:: PAGE EXTRACT ::
____

Bob would then build a case and methodically sip more eggnog while combing his hair under his red Santa hat. 
 
Don’t take the smirk on Bob the Elf’s face as a lack of focus. His diverted gaze is still adeptly surveying the activities at our house. Just this week, he’s been privy to a few affairs.
 
For example, there was the clear case of “Egg Collusion.”
 
Given children are always colluding, Bob the Elf would be right in his element in our household. Just recently, their grandparents were visiting and as a nice gesture, the kids wanted to make them breakfast before they left to catch their flight. Knowing they might get resistance, the kids merely indicated they wanted to make eggs in the very early hours of the morning, a bit of a stretch for a school day.  We have a 10-, 9-, 7-, and 2-year-old, so cooking eggs is a matter of national security as it is possible they could torch the entire state of Connecticut while making eggs benedict. 
 
As they thought might be the case, I said no. This set off a chain reaction. My son whispered in the ear of his grandmother to leverage seniority over me. His two oldest sisters caucused then re-framed the original request (to no avail) which led them to do an “end around” and ask their mother.
 
My wife did point out that they had already left behind a disaster from cooking eggs the night before. Once confronted with the evidence of that mess, our son then came clean to my wife, letting her know that I said “no.”. It is a good thing he has a conscience, but unfortunately for him, he was pure putty in the hands of Bob the Elf who dutifully reported in to the boss. The entire exchange between the kids was also captured on audio from the wire-tapping system located under his hat. 
 
That’s why parents need to pay Bob the Elf whatever hourly rate he requests. Since he usually just wants new tights, health insurance (for off-leash pet attacks), and in-house transportation expenses covered, he is worth every penny.
 
Then there was the “Dora the Explorer Conspiracy.”
 
The lesson of conspiracy for our children goes back a while in our household. It was first discovered by our kids in the year 2012. We were living in North Carolina and the kids were playing a dance video game that featured key cartoon characters. Dora the Explorer was dancing, and we had to time our moves to match hers. Then we got a score. 
 
Of course, since this game was built for 4-5 years old, my wife and I rocked out the highest score with three stars. The kids could not get past 2 stars, which led them to conclude. 
 
“This game only gives three stars to grown-ups!” 
 
Bob the Elf investigated Xbox (Microsoft) and the maker of that game. No conspiracy was found, but it provided a lesson to prep our kids for when they tried to conspire against us or any guardian we put in charge of them. 
 
Bob the Elf is watching…..always watching. 
 
And, let’s not forget the issue of “Pokemon Campaign Financing.”
 
Usually when money enters our son’s pocket, it burns a hole right through it. There have been a few toys he’s wanted so badly, that he would offer to drop his hard-earned cash on it before waiting for a special holiday or birthday. Remember Bob the Elf doesn’t do toys, he makes toys, or he makes you into a toy, so Bob unearthed a mountain of evidence showing that our son leveraged trust to use the same $30 four times while working hard to convince us to buy him more Pokemon cards. 
 
We had been so overwhelmed that we didn’t take the steps to ask for the money in advance. Not Bob the Elf. He would just record all the times our son paid for a toy with the same money and start the investigation into campaign financing violations. No reaction. Just stealth. I vividly remember Bob’s closing statement in the unsealed babysitter report.

____

:: ENTRIES ::

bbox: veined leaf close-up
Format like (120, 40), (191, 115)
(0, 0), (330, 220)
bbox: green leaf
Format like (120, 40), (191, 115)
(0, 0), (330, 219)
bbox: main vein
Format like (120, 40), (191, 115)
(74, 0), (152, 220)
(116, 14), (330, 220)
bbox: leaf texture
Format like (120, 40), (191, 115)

____

:: WHAT TO DO ::
Please list the names, given in quotation marks, of the cases Bob the Elf takes on in the elf passage.

:: FINISHED ANSWER ::
- Egg Collusion
- Dora the Explorer Conspiracy
- Pokemon Campaign Financing